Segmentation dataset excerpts
════════════════
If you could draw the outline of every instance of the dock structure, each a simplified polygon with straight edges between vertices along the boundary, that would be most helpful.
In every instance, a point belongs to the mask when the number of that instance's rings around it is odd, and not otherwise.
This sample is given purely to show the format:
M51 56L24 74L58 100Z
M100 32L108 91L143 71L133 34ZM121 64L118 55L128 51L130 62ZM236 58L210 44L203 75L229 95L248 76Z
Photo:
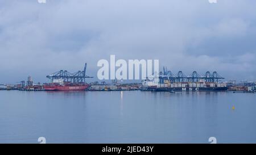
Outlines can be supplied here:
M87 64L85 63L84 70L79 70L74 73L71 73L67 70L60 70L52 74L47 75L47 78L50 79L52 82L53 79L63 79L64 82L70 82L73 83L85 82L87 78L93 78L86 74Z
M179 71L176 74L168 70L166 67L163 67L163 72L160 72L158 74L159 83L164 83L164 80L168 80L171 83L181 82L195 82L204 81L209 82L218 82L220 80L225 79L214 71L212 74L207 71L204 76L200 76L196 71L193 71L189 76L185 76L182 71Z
════════════════
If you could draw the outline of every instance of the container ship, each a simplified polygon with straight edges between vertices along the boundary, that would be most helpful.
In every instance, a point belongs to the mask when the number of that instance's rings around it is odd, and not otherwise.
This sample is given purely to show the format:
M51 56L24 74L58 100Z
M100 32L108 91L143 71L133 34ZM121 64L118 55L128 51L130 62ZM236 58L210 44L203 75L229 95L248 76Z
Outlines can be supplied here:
════════════════
- What the task asks -
Extract the lines of the records above from the one containing "of the dock" through the one containing "M179 71L176 74L168", reproducing them unchanged with both end lines included. Omit the pictures from your answer.

- In response -
If you could draw the outline of every instance of the dock structure, each a simplified polygon with straight edges between vertices along the boundary, that would be most helpful.
In every instance, a point belongs to the mask when the number of that instance's rings around it is odd, and not otherwise.
This sample is given purely to show the format:
M51 56L24 74L58 100Z
M100 32L108 91L143 71L133 34ZM121 64L118 55L128 51L130 62ZM236 58L210 44L203 75L229 95L248 76Z
Photo:
Outlines can be supplied here:
M87 64L85 63L84 70L79 70L74 73L71 73L67 70L60 70L52 74L47 75L47 78L50 79L52 82L53 79L63 79L64 82L70 82L73 83L85 82L87 78L93 78L86 74Z
M179 71L176 74L168 70L166 67L163 67L163 72L160 72L158 74L159 83L164 83L164 80L168 80L171 83L181 82L195 82L204 81L209 82L218 82L220 80L225 79L214 71L212 74L207 71L204 76L200 76L196 71L193 71L189 76L185 76L182 71Z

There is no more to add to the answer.